Profitant en janvier d’un tiède rayon de soleil, je me suis laissé tenter rue des Ecoles (une occasion trouvée dans une de ces boîtes que le libraire installe à même le trottoir) par les mémoires de Pierre Belfond, grand monsieur de l’édition aujourd’hui à la retraite. Jean-Paul m’accompagnait. Il possède peu de livres, mais consulte presque tous les jours le “Goldmine’s Price Guide to Collectible Jazz Albums“ et le “Penguin Guide to Jazz“, dont il conserve précieusement les anciennes éditions. Dans “Les pendus de Victor Hugo“ (publié chez Fayard en 1994), Pierre Belfond ne parle pas de jazz, mais ce grand amateur de musique classique, ami d’Antoine Goléa, édita ou réédita les souvenirs de nombreux musiciens et pendant quatre ans maintint la revue Harmonie à flot. D’une plume vive et alerte, il nous raconte le « mystère Aguéev » (l’auteur sans visage de “Roman avec cocaïne“), brosse des portraits désopilants de Salvador Dali, Anthony Burgess, Klaus Kinski. Ne partageant pas toujours ses choix éditoriaux, j’ai peu de livres des éditions Belfond dans ma bibliothèque, mais sa collection de littérature étrangère renferme de véritables trésors. “Le monde d’hier“ de Stefan Zweig, “Tendre est la nuit“ de Scott Fitzgerald, “Les sept fous“ et “Les lance-flammes“ de Roberto Arlt, en sont quelques fleurons.

• [Exercice proposé 1]
Résumez en deux phrases l'extrait consacré aux mémoires de Pierre Belfond.
L'extrait et la liste proviennent de sources distinctes.

• [Données de l'exercice]
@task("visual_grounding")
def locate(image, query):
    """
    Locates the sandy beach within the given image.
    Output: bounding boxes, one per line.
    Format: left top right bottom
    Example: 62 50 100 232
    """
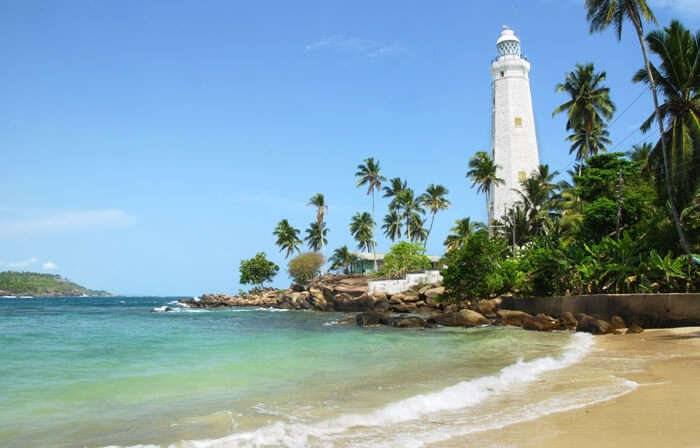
437 327 700 447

• [Exercice proposé 2]
Reproduisez les lignes de la liste en remplaçant « sandy beach » par « pebble beach », sans rien modifier d'autre. Omettez l'image dans votre réponse.

• [Corrigé 1]
Un jour de janvier, rue des Ecoles, l'auteur acquiert dans une boîte de libraire « Les pendus de Victor Hugo », mémoires de l'éditeur retraité Pierre Belfond, qui y raconte le « mystère Aguéev » et brosse des portraits désopilants de Salvador Dali, Anthony Burgess et Klaus Kinski. Bien qu'il possède peu de livres des éditions Belfond, l'auteur estime que leur collection de littérature étrangère renferme de véritables trésors, dont des ouvrages de Stefan Zweig, Scott Fitzgerald et Roberto Arlt.

• [Corrigé 2]
@task("visual_grounding")
def locate(image, query):
    """
    Locates the pebble beach within the given image.
    Output: bounding boxes, one per line.
    Format: left top right bottom
    Example: 62 50 100 232
    """
437 327 700 447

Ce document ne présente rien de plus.